[Aim of the task] Will you output the entries below exactly, skipping every image they contain?

Records drawn from a dataset:
——————————
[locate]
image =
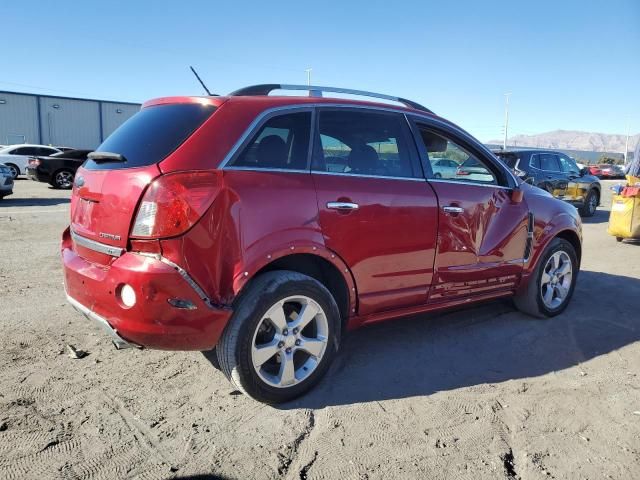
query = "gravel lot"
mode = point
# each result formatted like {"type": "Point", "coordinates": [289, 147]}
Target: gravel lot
{"type": "Point", "coordinates": [480, 393]}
——————————
[Written answer]
[locate]
image =
query = "gravel lot"
mode = point
# each result formatted like {"type": "Point", "coordinates": [289, 147]}
Target: gravel lot
{"type": "Point", "coordinates": [480, 393]}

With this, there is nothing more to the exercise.